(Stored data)
- - -

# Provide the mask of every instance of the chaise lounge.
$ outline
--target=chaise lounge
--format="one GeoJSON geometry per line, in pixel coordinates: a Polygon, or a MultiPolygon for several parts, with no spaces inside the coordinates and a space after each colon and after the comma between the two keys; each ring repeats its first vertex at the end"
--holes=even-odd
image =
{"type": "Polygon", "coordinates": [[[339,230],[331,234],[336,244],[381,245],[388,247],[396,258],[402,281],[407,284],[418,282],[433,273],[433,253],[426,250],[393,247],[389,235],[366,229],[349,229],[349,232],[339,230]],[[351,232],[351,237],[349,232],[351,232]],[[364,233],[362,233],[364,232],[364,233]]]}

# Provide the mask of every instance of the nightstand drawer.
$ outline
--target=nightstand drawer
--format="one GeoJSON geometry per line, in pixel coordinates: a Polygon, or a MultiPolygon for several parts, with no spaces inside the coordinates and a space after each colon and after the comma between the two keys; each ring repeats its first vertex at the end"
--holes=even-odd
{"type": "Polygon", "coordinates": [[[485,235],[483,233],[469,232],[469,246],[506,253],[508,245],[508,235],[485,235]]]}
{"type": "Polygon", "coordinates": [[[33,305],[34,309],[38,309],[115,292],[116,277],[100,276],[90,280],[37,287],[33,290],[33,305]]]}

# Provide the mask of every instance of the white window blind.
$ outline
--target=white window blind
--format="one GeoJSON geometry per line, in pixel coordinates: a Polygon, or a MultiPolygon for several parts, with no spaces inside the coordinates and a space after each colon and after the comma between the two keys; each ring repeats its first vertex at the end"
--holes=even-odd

- - -

The problem:
Copy out each line carrying the string "blind" from the data.

Output for this exercise:
# Provide the mask of every instance of the white window blind.
--target=white window blind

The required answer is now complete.